[Opening INFORMATION SHOWN section]
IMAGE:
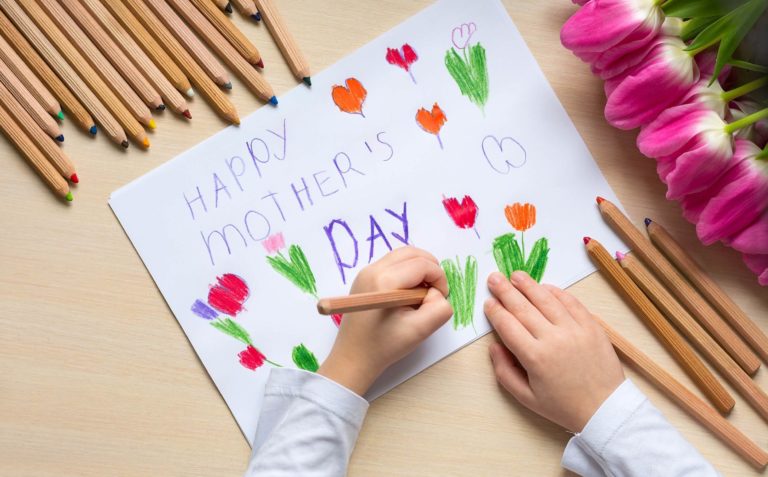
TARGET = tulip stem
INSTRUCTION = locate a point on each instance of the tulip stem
(744, 89)
(730, 128)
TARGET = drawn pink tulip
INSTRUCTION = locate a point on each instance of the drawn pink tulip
(691, 146)
(274, 243)
(640, 94)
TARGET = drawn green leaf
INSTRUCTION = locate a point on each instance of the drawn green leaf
(303, 358)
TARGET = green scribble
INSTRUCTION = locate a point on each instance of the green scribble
(470, 72)
(303, 358)
(228, 326)
(295, 268)
(462, 286)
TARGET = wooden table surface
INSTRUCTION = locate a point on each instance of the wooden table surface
(97, 378)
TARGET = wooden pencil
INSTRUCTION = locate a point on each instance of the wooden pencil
(100, 64)
(35, 111)
(116, 13)
(679, 287)
(665, 333)
(371, 301)
(114, 54)
(104, 26)
(686, 400)
(108, 123)
(704, 343)
(229, 31)
(728, 309)
(130, 125)
(30, 81)
(43, 142)
(284, 39)
(190, 42)
(244, 70)
(32, 154)
(202, 82)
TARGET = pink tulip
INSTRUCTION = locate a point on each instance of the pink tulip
(661, 80)
(691, 146)
(739, 203)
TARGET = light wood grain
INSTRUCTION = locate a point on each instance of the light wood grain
(98, 379)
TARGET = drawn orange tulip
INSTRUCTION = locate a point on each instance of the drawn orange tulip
(350, 99)
(432, 121)
(521, 216)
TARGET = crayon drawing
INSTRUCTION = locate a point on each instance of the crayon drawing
(403, 58)
(468, 69)
(463, 214)
(510, 254)
(462, 286)
(432, 121)
(350, 98)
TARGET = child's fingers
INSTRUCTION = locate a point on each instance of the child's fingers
(510, 375)
(517, 304)
(549, 306)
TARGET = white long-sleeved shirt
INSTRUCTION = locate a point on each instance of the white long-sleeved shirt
(309, 424)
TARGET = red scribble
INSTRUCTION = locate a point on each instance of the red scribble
(251, 358)
(463, 213)
(229, 294)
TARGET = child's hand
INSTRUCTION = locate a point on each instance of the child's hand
(370, 341)
(558, 361)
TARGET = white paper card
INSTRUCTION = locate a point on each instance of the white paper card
(345, 174)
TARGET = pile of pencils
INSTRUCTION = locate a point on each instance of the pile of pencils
(110, 63)
(683, 306)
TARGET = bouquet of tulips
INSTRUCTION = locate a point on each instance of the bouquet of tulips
(690, 75)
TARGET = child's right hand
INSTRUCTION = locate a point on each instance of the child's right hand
(556, 359)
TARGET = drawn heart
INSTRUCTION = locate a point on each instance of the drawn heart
(503, 154)
(350, 99)
(229, 294)
(463, 213)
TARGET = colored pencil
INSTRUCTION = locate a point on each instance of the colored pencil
(101, 21)
(30, 81)
(32, 154)
(108, 123)
(728, 309)
(244, 70)
(114, 54)
(35, 112)
(284, 39)
(115, 14)
(720, 427)
(68, 51)
(664, 332)
(190, 42)
(229, 31)
(371, 301)
(202, 82)
(679, 287)
(704, 343)
(45, 144)
(100, 64)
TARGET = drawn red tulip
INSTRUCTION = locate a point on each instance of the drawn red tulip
(404, 58)
(463, 213)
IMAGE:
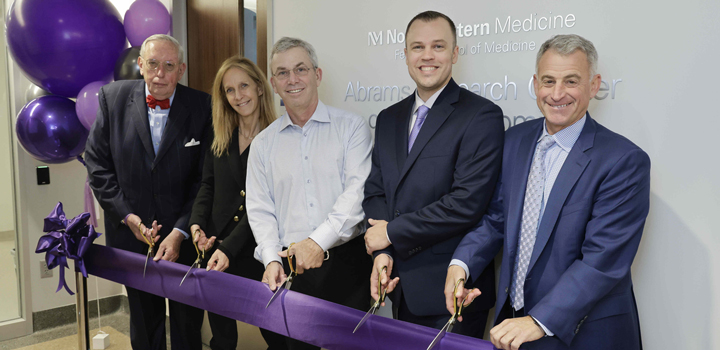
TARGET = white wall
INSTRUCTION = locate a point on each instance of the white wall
(35, 203)
(665, 55)
(7, 213)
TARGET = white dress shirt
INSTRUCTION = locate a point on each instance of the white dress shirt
(308, 181)
(157, 117)
(553, 161)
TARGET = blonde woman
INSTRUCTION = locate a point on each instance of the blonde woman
(242, 106)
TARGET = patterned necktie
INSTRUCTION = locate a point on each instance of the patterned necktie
(422, 113)
(530, 217)
(152, 102)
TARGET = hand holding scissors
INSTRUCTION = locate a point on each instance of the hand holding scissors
(287, 283)
(456, 315)
(378, 302)
(197, 262)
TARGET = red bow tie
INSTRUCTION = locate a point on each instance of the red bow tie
(152, 102)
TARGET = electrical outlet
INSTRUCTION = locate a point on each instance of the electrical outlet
(44, 271)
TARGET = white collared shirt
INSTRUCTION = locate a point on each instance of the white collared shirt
(308, 181)
(419, 102)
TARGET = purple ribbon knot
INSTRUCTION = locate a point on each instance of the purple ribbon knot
(66, 239)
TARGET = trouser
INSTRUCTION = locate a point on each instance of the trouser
(343, 279)
(147, 323)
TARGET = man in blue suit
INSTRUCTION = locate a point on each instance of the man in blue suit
(568, 211)
(144, 160)
(435, 163)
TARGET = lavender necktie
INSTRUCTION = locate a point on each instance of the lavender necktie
(530, 217)
(422, 113)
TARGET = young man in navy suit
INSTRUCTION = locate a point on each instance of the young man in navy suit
(435, 162)
(144, 161)
(569, 212)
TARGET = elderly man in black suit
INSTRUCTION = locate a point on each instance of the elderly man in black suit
(144, 157)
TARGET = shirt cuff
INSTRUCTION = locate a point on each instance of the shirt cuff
(463, 265)
(183, 232)
(270, 255)
(547, 331)
(324, 236)
(124, 220)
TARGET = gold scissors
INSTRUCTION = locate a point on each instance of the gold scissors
(288, 282)
(376, 306)
(197, 261)
(151, 245)
(449, 325)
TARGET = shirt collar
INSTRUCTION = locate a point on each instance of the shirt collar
(320, 115)
(147, 93)
(431, 101)
(567, 137)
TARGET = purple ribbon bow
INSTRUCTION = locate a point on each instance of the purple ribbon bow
(66, 239)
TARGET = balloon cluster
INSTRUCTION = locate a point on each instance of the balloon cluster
(71, 49)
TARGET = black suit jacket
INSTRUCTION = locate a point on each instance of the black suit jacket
(219, 208)
(434, 195)
(125, 173)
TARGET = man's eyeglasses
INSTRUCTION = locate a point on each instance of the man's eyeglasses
(153, 65)
(284, 74)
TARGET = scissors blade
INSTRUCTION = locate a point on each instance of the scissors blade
(367, 314)
(146, 260)
(187, 273)
(440, 335)
(277, 291)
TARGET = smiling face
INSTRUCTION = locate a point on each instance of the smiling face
(430, 54)
(564, 87)
(242, 93)
(160, 82)
(299, 92)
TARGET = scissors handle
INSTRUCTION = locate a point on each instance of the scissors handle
(290, 260)
(149, 242)
(381, 292)
(458, 309)
(196, 246)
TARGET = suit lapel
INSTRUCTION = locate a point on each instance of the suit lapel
(570, 172)
(441, 110)
(523, 161)
(138, 110)
(402, 130)
(234, 159)
(176, 119)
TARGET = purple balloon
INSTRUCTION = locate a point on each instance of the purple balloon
(145, 18)
(87, 103)
(63, 45)
(50, 131)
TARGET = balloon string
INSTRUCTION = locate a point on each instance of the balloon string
(97, 298)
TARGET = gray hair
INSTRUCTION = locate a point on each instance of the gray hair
(286, 43)
(567, 44)
(166, 38)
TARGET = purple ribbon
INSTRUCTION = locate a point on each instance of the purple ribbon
(66, 239)
(296, 315)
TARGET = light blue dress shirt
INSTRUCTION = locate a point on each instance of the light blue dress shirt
(553, 162)
(308, 181)
(157, 118)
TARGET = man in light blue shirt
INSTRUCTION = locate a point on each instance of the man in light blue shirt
(568, 213)
(306, 175)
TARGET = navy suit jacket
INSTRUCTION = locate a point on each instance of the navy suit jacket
(578, 283)
(125, 173)
(438, 192)
(219, 208)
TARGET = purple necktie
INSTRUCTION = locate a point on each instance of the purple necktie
(422, 113)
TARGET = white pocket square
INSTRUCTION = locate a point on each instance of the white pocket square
(192, 143)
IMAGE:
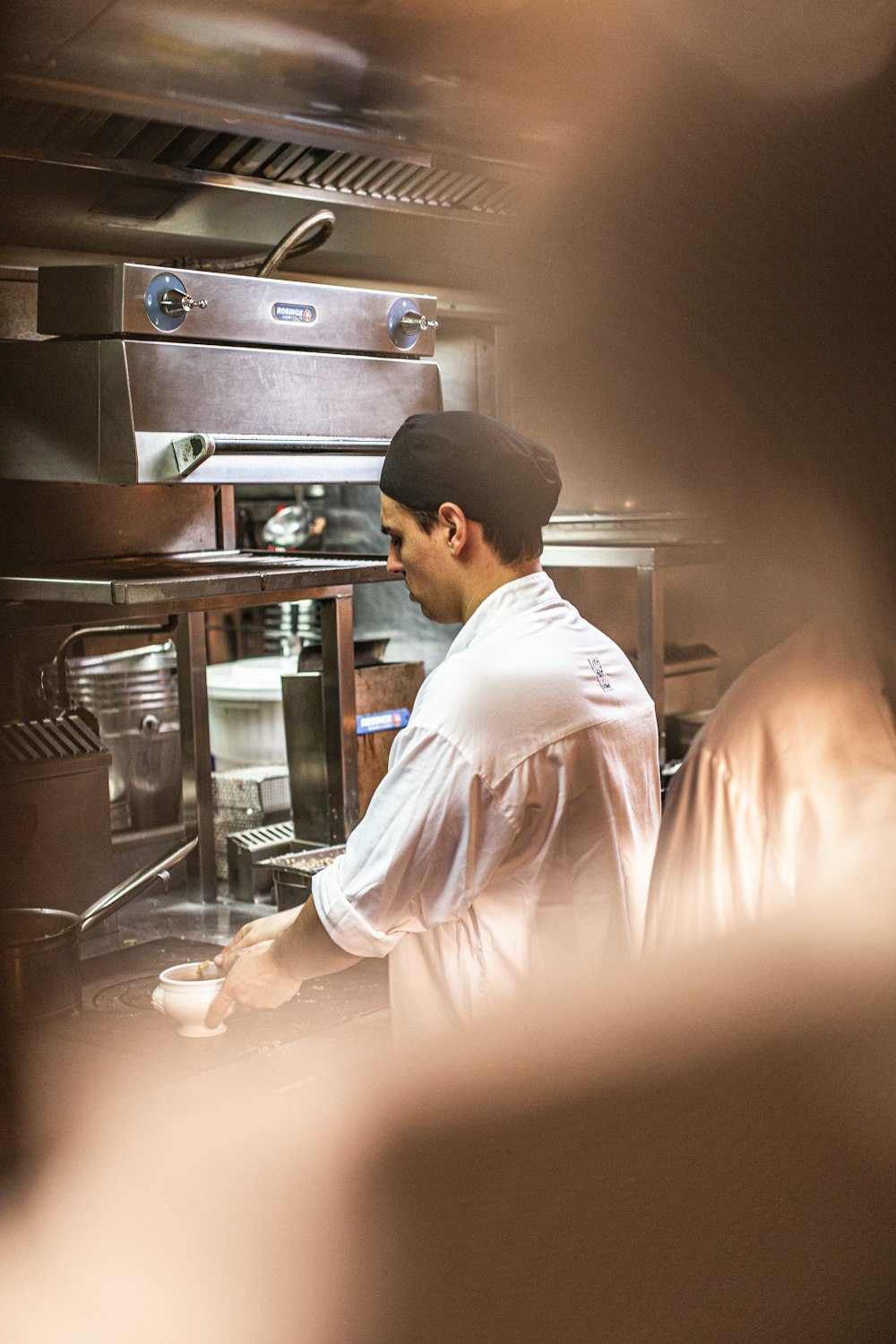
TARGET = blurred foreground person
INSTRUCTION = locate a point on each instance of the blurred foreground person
(732, 263)
(514, 828)
(696, 1150)
(788, 795)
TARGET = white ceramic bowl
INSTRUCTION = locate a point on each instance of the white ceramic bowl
(185, 996)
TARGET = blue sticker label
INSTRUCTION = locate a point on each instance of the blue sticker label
(383, 722)
(295, 314)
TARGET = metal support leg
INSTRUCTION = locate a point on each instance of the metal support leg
(196, 753)
(225, 518)
(340, 728)
(651, 644)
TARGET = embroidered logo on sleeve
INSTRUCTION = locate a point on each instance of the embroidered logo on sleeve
(600, 675)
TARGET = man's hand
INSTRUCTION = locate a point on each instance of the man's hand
(254, 980)
(255, 932)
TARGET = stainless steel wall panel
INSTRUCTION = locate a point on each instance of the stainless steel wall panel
(107, 410)
(110, 301)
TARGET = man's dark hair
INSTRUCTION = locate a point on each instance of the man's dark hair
(509, 539)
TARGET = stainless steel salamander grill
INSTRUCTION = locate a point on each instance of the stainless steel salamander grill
(160, 375)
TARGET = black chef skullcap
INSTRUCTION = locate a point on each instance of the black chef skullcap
(474, 461)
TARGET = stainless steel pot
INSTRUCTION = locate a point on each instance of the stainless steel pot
(40, 949)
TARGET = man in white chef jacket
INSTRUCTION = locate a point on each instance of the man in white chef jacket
(514, 830)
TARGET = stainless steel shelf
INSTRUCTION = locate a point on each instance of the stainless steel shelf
(625, 543)
(190, 581)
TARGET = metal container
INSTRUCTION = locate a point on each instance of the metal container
(293, 873)
(134, 696)
(54, 814)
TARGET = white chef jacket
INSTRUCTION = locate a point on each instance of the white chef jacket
(788, 795)
(517, 819)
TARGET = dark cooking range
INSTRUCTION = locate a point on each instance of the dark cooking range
(117, 1023)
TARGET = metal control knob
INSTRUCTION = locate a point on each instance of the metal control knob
(406, 323)
(175, 301)
(418, 322)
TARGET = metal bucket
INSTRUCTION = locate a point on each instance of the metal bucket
(134, 696)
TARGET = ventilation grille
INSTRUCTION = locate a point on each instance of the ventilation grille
(74, 134)
(47, 739)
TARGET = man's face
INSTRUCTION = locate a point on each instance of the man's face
(425, 561)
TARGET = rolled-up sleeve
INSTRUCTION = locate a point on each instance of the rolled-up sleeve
(432, 839)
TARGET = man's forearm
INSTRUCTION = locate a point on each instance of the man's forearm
(306, 951)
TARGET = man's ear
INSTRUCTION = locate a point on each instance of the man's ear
(455, 524)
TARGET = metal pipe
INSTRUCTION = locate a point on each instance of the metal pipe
(62, 698)
(304, 237)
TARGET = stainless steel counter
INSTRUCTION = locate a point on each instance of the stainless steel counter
(191, 581)
(118, 1032)
(649, 545)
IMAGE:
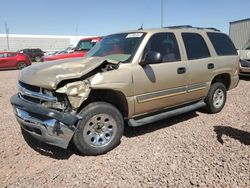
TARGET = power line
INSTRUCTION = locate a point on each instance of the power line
(162, 13)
[Closing INFORMATION SHOWN section]
Within the material above, transcribe exactly the lines that run from the line holding "TARGET = smiling face" through the line holding "TARGET = purple necktie".

TARGET = smiling face
INSTRUCTION = locate a point on each instance of the smiling face
(430, 54)
(564, 87)
(242, 93)
(160, 82)
(299, 92)
TARGET = scissors handle
INSTRUCTION = locate a point on each instance of the scissors handle
(290, 260)
(149, 242)
(381, 292)
(458, 309)
(196, 246)
TARGET = suit lapel
INSTRUCTION = locate a point on each instance of the suit lapel
(570, 172)
(441, 110)
(523, 161)
(138, 110)
(402, 130)
(234, 159)
(176, 119)
TARGET = purple balloon
INSTRUCTION = locate a point on each instance of the purple balloon
(145, 18)
(87, 103)
(63, 45)
(50, 131)
TARGET = balloon string
INSTRUCTION = locate a point on each instance of the balloon string
(97, 298)
TARGET = gray hair
INSTRUCTION = locate a point on each instance of the gray hair
(286, 43)
(567, 44)
(166, 38)
TARGET = purple ribbon
INSTRUCTION = locate a point on each instance of the purple ribbon
(66, 239)
(296, 315)
TARGET = light blue dress shirt
INSTRUCTION = locate a point on each instance of the light blue dress shirt
(553, 162)
(308, 181)
(157, 118)
TARGET = man in light blue shirt
INSTRUCTION = locate a point on each instance of the man in light blue shirt
(568, 213)
(306, 175)
TARGET = navy suit jacket
INSTRUCTION = locate a point on each instance of the navy suit jacket
(578, 283)
(125, 173)
(438, 192)
(219, 208)
TARGET = purple necktie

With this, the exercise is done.